:: What is being asked ::
The output should consist solely of the line containing "Where can you find the silver" and all lines after it through the final line of the entries below, reproduced exactly.
● ● ● ●
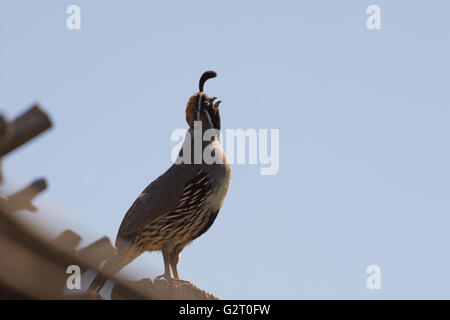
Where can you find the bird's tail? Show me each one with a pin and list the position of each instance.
(111, 267)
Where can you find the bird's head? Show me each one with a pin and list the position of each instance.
(202, 107)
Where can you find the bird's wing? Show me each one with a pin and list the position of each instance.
(159, 198)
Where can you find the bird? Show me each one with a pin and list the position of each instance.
(182, 203)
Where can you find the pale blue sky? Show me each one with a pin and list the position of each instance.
(364, 119)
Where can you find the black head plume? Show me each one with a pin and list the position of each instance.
(205, 76)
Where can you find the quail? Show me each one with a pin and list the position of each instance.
(181, 204)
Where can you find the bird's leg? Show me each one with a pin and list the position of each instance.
(166, 274)
(174, 257)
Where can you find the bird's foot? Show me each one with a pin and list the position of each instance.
(171, 280)
(164, 276)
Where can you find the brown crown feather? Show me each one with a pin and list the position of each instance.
(190, 110)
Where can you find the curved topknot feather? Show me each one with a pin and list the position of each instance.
(205, 76)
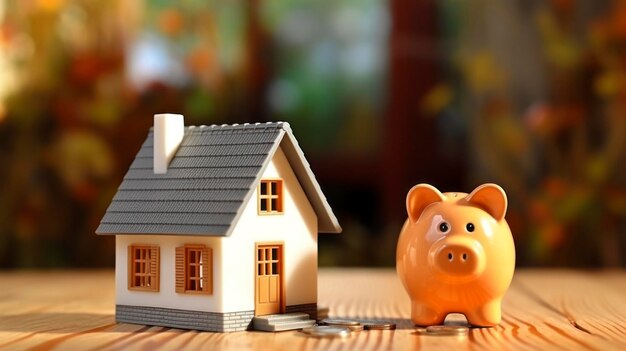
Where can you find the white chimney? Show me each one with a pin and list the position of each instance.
(169, 129)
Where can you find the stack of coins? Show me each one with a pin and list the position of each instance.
(353, 325)
(443, 330)
(336, 327)
(378, 325)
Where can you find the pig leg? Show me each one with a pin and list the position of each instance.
(487, 315)
(423, 315)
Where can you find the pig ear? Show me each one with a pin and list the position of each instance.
(491, 198)
(419, 197)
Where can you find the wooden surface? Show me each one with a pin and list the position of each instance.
(544, 310)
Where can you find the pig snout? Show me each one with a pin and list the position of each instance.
(458, 257)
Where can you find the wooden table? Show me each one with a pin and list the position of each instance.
(556, 309)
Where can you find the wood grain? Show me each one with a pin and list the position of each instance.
(555, 309)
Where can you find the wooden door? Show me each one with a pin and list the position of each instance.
(269, 270)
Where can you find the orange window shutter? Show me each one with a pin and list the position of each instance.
(207, 270)
(180, 269)
(155, 262)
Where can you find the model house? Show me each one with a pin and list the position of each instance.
(215, 225)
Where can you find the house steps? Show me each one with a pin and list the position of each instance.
(282, 322)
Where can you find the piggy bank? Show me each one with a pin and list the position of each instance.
(456, 254)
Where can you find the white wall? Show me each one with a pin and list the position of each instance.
(296, 228)
(167, 296)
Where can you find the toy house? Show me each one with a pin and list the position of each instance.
(215, 225)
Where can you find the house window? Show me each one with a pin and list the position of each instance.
(271, 197)
(143, 267)
(194, 269)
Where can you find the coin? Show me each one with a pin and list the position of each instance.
(420, 330)
(339, 322)
(447, 330)
(378, 325)
(322, 313)
(358, 327)
(326, 331)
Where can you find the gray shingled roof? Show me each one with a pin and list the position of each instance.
(214, 172)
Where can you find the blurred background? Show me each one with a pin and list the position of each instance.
(381, 95)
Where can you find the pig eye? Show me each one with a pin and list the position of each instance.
(444, 227)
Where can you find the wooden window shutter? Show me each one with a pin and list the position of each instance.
(180, 270)
(207, 270)
(155, 262)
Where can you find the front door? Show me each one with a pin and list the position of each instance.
(269, 270)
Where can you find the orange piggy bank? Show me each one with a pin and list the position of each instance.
(456, 254)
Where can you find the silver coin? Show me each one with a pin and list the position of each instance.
(339, 322)
(354, 327)
(420, 330)
(327, 331)
(447, 330)
(378, 325)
● ● ● ●
:: Response below ::
Where can you find the silver coin? Show me each one with a pin and list the position of each instance.
(339, 322)
(354, 327)
(420, 330)
(327, 331)
(447, 330)
(378, 325)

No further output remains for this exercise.